PROBLEM DESCRIPTION:
Can you write out the rows below verbatim, from the line with "Scouting pass: put a marker on the white fascia" up to and including the line with "[(927, 141)]"? Copy only those lines.
===== DATA SUPPLIED
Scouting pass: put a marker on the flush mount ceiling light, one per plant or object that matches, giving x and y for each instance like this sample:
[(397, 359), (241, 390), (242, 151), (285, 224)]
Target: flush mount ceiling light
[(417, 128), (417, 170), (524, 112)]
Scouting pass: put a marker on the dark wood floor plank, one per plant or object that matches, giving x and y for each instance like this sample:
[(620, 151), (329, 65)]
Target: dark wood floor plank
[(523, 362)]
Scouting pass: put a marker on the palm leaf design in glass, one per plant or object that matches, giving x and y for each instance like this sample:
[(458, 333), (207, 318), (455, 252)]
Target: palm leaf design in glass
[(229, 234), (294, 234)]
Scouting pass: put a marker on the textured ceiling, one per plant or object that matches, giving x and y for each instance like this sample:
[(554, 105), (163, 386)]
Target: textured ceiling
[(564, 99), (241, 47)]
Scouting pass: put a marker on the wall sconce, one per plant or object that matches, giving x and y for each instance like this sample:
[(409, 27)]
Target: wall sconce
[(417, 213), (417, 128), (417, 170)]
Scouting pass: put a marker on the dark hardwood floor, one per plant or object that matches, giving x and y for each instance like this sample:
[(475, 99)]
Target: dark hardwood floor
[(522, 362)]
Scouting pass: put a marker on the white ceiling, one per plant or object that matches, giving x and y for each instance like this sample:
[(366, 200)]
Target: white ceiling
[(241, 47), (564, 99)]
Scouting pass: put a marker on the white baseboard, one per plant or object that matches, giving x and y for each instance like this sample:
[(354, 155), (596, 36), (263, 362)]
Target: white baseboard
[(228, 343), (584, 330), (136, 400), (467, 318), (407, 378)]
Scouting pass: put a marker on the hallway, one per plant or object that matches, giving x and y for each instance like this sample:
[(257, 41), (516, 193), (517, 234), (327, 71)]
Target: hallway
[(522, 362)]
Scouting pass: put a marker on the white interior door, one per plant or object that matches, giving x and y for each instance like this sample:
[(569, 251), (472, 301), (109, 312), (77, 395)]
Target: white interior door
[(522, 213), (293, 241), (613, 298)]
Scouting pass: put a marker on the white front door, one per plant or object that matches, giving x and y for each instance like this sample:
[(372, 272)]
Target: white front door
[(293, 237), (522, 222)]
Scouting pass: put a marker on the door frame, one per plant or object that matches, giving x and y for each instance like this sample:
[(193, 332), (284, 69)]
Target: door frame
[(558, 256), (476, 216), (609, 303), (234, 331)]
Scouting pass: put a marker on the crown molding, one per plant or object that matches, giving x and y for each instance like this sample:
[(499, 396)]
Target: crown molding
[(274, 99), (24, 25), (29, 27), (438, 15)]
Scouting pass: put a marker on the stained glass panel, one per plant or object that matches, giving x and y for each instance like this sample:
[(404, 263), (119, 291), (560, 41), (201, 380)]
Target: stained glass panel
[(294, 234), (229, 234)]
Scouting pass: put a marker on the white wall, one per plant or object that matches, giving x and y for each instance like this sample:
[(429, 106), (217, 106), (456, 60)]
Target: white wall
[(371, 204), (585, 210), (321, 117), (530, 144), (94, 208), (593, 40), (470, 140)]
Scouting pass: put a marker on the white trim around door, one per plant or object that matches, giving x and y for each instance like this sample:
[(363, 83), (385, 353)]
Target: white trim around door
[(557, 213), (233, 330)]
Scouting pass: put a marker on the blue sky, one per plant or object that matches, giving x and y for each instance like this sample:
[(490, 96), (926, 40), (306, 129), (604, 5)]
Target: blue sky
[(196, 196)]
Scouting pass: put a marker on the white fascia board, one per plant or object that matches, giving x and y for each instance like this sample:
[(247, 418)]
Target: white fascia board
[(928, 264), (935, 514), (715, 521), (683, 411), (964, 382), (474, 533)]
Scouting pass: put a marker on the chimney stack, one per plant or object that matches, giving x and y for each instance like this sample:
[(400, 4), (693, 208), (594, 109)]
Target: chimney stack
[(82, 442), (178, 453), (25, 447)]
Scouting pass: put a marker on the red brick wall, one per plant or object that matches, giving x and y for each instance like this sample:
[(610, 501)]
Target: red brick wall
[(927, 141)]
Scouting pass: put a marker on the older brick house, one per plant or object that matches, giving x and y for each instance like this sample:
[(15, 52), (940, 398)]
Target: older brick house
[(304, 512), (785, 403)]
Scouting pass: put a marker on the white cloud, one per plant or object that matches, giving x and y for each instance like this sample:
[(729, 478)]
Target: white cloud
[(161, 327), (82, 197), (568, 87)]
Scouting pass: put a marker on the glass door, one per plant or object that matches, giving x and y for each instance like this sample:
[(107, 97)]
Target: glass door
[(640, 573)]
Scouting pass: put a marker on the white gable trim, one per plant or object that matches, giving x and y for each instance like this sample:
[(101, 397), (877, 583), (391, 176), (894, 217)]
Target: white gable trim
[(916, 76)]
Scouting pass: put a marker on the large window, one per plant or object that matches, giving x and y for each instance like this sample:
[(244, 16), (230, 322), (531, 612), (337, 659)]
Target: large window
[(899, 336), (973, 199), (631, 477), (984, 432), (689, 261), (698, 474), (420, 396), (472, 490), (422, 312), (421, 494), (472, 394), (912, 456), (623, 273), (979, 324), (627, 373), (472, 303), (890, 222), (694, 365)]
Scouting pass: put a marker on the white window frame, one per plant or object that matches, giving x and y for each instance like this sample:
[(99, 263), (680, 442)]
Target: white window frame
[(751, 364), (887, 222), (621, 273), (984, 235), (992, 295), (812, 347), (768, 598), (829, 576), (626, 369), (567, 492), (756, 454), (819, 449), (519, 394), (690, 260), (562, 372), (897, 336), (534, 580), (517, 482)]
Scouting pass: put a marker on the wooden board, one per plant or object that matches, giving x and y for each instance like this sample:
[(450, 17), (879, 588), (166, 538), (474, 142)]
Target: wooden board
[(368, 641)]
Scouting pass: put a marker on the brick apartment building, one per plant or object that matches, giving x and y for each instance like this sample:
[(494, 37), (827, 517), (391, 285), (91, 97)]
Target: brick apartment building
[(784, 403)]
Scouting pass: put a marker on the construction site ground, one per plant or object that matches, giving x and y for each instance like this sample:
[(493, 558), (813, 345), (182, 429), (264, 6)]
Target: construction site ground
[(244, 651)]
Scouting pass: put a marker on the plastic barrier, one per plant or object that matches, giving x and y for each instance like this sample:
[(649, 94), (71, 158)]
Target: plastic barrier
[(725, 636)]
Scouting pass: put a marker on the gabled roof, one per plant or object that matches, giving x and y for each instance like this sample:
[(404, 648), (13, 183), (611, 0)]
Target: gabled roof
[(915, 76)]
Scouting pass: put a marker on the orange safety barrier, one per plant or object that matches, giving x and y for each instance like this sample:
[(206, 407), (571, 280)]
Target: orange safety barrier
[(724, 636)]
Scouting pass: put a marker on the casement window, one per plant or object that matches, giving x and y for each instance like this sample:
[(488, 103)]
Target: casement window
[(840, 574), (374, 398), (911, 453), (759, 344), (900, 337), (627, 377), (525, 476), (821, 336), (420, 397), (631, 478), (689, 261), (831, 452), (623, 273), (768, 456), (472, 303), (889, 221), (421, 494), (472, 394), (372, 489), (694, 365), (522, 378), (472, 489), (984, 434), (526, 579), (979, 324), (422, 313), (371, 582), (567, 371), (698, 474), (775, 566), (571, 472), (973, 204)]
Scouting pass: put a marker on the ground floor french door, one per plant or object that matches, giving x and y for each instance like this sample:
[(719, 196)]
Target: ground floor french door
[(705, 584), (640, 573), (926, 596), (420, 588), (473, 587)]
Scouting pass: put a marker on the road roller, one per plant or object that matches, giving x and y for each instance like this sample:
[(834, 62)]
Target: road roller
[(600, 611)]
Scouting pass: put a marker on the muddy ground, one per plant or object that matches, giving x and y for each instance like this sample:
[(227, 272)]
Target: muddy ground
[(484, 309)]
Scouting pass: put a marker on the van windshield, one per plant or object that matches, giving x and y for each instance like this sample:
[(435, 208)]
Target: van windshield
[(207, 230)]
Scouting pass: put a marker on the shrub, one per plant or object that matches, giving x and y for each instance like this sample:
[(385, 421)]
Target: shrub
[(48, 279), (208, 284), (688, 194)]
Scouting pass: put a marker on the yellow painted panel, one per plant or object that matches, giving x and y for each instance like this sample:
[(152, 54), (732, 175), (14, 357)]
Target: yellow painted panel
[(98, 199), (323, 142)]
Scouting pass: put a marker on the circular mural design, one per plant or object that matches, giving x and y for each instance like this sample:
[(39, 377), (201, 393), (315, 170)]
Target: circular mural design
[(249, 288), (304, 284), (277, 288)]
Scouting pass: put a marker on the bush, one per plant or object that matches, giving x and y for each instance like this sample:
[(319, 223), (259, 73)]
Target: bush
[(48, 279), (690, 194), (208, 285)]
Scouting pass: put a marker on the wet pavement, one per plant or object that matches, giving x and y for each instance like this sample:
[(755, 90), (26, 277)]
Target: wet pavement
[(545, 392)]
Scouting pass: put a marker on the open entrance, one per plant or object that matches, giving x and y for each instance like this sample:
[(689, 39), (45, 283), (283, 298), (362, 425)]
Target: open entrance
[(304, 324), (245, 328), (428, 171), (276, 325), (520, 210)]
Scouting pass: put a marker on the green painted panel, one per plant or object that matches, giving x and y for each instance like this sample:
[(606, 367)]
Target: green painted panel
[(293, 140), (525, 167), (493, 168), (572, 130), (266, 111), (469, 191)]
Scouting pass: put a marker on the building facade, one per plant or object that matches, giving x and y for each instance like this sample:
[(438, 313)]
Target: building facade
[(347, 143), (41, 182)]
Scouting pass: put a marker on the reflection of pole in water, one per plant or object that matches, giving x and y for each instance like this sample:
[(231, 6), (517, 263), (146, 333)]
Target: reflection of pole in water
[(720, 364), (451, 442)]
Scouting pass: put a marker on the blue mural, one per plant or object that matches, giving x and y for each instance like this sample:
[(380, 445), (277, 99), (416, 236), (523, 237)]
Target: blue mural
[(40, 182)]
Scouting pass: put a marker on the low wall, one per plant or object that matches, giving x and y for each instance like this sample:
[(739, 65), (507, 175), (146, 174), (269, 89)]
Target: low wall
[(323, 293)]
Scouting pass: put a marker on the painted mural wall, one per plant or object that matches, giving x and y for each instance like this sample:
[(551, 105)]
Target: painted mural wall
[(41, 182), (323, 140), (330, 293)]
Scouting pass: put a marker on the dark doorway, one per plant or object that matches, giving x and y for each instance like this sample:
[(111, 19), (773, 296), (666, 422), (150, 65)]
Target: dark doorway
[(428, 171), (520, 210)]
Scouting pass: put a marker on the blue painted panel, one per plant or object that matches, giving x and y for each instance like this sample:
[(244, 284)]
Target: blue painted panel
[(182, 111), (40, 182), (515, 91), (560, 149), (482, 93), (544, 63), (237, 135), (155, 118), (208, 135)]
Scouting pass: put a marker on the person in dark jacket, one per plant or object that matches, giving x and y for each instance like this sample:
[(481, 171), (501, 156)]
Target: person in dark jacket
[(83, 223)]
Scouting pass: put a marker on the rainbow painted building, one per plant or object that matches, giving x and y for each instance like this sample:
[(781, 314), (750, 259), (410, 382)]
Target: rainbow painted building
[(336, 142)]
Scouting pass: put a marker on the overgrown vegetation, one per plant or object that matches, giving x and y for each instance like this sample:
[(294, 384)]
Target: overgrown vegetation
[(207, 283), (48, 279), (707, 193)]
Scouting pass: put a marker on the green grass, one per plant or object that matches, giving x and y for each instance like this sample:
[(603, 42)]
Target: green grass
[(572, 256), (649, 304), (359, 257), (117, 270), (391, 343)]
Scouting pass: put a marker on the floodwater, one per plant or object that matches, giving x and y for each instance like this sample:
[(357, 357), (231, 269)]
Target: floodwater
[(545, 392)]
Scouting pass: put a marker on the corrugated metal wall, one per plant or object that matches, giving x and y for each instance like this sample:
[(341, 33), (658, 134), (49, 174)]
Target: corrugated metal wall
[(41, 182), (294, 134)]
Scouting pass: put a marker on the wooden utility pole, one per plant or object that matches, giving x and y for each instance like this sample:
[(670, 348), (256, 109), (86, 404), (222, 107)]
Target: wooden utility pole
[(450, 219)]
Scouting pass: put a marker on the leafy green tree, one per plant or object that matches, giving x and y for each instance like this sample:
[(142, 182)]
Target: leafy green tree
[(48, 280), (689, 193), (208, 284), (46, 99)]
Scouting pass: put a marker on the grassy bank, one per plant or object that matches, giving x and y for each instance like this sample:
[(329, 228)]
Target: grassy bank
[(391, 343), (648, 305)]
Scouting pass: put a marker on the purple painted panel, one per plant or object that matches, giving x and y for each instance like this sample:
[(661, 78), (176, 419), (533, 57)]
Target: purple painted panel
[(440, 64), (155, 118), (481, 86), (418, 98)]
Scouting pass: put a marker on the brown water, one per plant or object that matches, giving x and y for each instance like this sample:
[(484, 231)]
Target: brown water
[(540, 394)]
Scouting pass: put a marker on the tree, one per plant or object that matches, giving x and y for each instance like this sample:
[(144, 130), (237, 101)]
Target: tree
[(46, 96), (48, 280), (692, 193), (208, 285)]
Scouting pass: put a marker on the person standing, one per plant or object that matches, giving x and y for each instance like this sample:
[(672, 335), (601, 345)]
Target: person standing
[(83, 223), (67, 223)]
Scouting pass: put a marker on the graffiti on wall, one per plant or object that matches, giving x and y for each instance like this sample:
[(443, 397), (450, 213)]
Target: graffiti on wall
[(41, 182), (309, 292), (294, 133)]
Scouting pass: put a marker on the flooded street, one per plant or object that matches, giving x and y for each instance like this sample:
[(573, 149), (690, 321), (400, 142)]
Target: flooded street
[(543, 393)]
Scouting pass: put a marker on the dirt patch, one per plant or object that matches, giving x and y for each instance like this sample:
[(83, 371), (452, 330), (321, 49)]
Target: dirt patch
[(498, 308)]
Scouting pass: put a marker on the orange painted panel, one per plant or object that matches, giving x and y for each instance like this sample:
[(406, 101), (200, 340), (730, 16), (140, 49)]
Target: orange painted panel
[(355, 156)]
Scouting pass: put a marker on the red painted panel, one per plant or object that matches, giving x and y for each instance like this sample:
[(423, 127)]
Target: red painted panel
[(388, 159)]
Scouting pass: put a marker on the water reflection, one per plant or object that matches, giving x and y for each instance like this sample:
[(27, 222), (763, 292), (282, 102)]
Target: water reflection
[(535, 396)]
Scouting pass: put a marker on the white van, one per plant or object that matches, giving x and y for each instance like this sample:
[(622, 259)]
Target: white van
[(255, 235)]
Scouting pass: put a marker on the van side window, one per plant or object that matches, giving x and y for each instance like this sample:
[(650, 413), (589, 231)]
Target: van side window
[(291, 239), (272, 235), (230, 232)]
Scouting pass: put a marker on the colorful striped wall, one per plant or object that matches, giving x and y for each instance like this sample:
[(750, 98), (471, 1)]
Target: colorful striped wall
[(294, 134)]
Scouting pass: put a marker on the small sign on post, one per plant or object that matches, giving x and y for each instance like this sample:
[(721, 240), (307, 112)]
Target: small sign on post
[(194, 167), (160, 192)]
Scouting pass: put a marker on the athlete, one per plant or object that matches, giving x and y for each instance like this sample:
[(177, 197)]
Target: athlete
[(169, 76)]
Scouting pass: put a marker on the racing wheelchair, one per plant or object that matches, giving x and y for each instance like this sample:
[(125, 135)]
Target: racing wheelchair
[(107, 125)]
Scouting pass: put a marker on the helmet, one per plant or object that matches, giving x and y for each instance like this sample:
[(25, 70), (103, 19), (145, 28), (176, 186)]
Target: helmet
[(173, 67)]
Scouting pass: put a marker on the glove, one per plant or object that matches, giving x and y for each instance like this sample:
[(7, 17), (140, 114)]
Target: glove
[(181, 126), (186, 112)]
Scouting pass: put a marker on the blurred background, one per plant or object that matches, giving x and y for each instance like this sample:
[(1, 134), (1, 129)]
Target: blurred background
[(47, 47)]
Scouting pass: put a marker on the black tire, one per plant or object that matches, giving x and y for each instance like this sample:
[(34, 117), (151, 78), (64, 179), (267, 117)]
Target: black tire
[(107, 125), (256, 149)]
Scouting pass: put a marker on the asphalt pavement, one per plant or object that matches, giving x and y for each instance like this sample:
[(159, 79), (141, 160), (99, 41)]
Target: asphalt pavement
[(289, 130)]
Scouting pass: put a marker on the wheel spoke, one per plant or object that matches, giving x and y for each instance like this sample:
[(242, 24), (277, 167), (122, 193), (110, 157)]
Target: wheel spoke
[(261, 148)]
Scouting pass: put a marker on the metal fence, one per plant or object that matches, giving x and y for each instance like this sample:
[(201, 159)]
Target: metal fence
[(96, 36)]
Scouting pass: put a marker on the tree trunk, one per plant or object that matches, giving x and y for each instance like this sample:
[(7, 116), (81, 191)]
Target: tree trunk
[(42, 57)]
==========
ANSWER TO THIS PROBLEM:
Scouting pass: put a marker on the white fascia board, one per plant or object that matches, giving x and y for each instance like this sample:
[(247, 418)]
Target: white fascia board
[(928, 264), (935, 514), (715, 521), (683, 411), (964, 382), (474, 533)]
Scouting pass: put a marker on the chimney stack, one per plant or object that matches, giving x and y for each instance like this sample:
[(400, 4), (693, 208), (594, 109)]
Target: chimney stack
[(82, 442), (178, 453), (25, 447)]
Scouting pass: put a marker on the red brick wall, one per plant or object that matches, giving x and y for each instance like this sample:
[(610, 501)]
Target: red brick wall
[(927, 141)]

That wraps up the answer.